WORK TO DO:
• 1. In the extract on racial profiling guidelines, translate the sentence "But the Obama administration envisions the rules as a possible roadmap for local police." into Spanish.
• 2. Condense the paragraph beginning "The guidelines extend a ban" in the extract on racial profiling guidelines into a short bulleted list that keeps its main facts.
• 3. From the extract on racial profiling guidelines, reproduce the passage starting with "The new guidelines would" and going on through "crime or threat.", renaming "carve-out" as "exemption".

EXTRACT:
+++

Their practical impact remains to be seen, especially since local police officers are the ones primarily responsible for traffic stops, 911 calls and day-to-day interactions with the communities they patrol. But the Obama administration envisions the rules as a possible roadmap for local police. Holder is expected to brief local law enforcement officials on Monday to encourage them to adopt the federal guidelines.
Holder, who has made the release of the guidelines a priority before leaving the Justice Department next year, called the guidelines a "major and important step forward to ensure effective policing" by federal law enforcement.
The guidelines extend a ban on routine racial profiling that the Justice Department announced in 2003 under then-Attorney General John Ashcroft. Civil rights groups have long said those rules left open too many loopholes by allowing an exemption for national security and border investigations and by failing to extend the ban to characteristics beyond race and ethnicity.
The new guidelines would end the carve-out on national security and border investigations and widen the profiling ban to prohibit the practice on the basis of religion, national origin, gender, sexual orientation and gender identity -- though agents would still be able to consider those factors if they had information linking a person of that characteristic to a specific crime or threat.
Some advocacy groups for minority communities said the new guidelines do not go far enough. "You can't be against profiling in some contexts but for it in other contexts," said Rajdeep Singh, policy director of the Sikh Coalition.
The new protocols allow for significant exemptions, including for Homeland Security officials who screen passengers at airports and do inspections at the border. Homeland Security officials argued for the exemptions based on what they said was "the unique nature of border and transportation security as compared to traditional law enforcement."

+++

DATASET EXCERPTS:
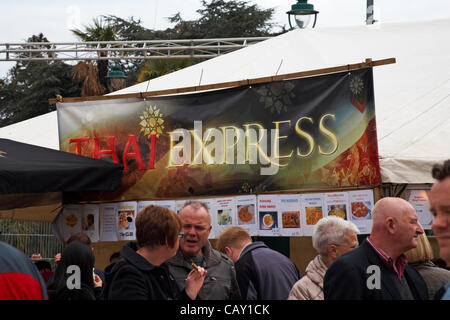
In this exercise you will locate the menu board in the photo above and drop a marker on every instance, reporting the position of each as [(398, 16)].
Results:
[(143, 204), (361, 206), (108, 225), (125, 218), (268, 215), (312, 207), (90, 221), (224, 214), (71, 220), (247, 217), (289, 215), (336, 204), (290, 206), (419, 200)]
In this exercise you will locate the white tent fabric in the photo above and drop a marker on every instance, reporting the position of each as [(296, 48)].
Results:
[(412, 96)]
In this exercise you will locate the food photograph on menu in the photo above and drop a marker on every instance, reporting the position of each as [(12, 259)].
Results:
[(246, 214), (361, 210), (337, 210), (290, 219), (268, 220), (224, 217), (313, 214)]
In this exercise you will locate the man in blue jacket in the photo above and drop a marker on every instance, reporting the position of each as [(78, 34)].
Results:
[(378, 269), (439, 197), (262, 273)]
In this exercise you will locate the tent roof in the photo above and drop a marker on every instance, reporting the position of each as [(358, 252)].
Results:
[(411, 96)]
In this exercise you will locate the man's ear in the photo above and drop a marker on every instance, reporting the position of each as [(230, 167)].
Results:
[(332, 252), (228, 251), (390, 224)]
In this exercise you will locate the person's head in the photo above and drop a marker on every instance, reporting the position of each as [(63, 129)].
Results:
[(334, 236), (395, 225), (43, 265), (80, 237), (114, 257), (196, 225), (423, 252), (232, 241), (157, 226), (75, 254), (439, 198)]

+++

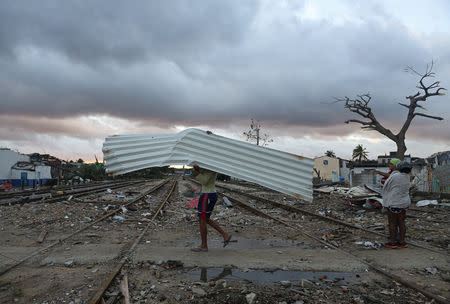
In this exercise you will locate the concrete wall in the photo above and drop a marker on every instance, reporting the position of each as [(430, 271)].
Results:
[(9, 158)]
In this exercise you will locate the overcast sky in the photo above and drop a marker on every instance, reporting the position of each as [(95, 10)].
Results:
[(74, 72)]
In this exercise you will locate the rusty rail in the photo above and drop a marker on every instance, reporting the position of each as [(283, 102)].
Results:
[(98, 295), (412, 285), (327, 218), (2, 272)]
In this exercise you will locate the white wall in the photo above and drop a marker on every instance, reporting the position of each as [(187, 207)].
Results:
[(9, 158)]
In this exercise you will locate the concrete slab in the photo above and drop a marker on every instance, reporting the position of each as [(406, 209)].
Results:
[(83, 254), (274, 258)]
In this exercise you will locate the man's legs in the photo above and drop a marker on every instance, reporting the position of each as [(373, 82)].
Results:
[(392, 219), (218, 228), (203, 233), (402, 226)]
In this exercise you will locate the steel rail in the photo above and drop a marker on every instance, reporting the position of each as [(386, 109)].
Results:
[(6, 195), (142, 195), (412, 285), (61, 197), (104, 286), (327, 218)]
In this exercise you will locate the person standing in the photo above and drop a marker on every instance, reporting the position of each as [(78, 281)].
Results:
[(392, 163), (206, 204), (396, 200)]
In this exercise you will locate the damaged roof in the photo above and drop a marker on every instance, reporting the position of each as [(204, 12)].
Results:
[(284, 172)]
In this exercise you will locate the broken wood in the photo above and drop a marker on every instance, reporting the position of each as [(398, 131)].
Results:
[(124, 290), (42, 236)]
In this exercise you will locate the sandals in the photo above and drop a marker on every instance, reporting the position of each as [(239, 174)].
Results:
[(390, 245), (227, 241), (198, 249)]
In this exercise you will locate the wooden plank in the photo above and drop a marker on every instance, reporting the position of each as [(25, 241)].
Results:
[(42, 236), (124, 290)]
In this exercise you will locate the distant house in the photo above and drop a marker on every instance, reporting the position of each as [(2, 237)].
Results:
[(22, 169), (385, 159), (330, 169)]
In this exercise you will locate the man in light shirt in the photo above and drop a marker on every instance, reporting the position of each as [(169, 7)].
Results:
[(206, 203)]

+++

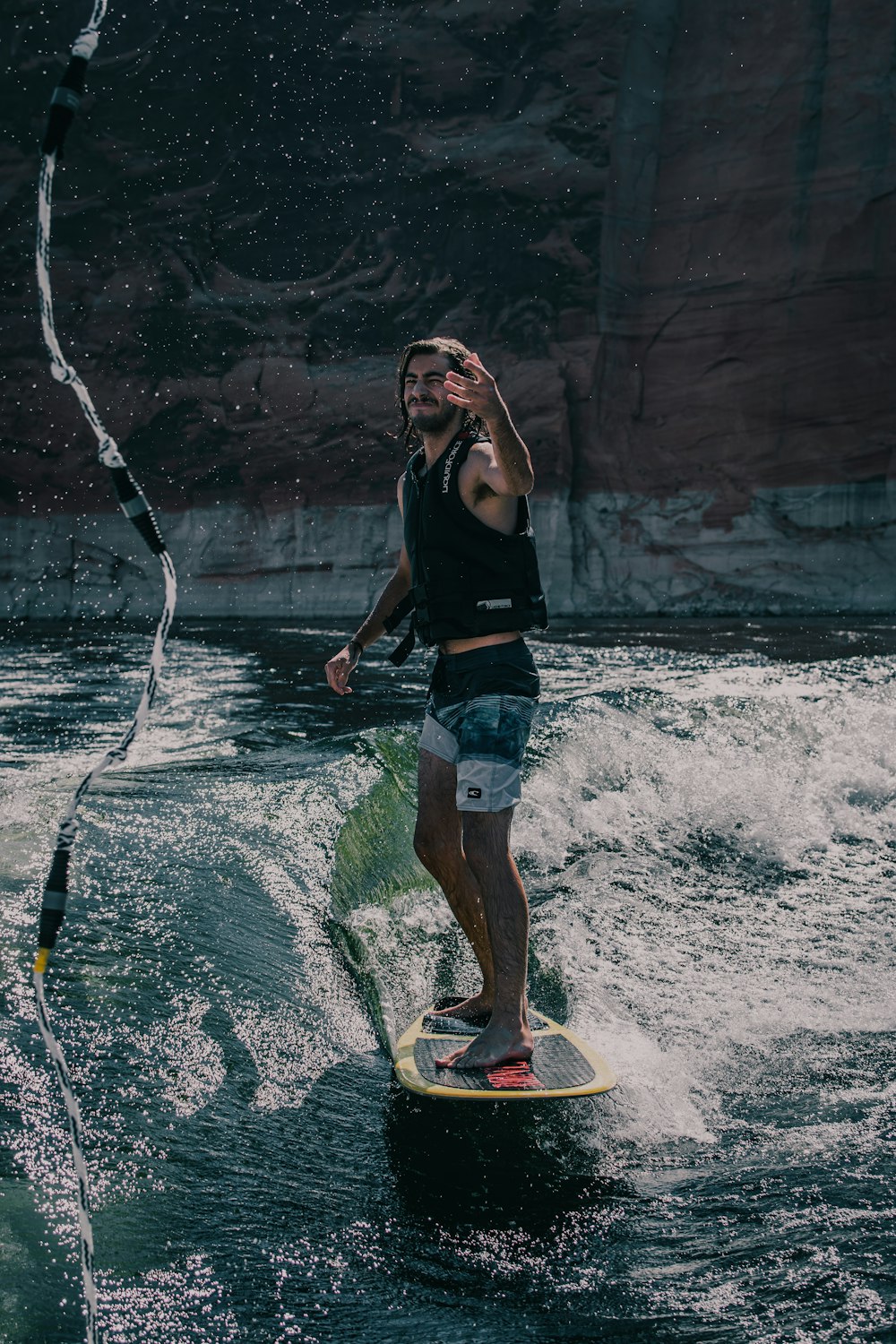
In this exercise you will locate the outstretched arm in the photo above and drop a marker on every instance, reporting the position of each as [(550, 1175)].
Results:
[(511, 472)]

+++

RESPONSES PER TASK:
• 1. Pero la administración de Obama concibe las normas como una posible hoja de ruta para la policía local.

• 2.
- The guidelines extend a 2003 Justice Department ban on routine racial profiling, issued under then-Attorney General John Ashcroft.
- Civil rights groups have long said the 2003 rules left too many loopholes.
- One loophole was an exemption for national security and border investigations.
- Another was that the ban did not cover characteristics beyond race and ethnicity.

• 3.
The new guidelines would end the exemption on national security and border investigations and widen the profiling ban to prohibit the practice on the basis of religion, national origin, gender, sexual orientation and gender identity -- though agents would still be able to consider those factors if they had information linking a person of that characteristic to a specific crime or threat.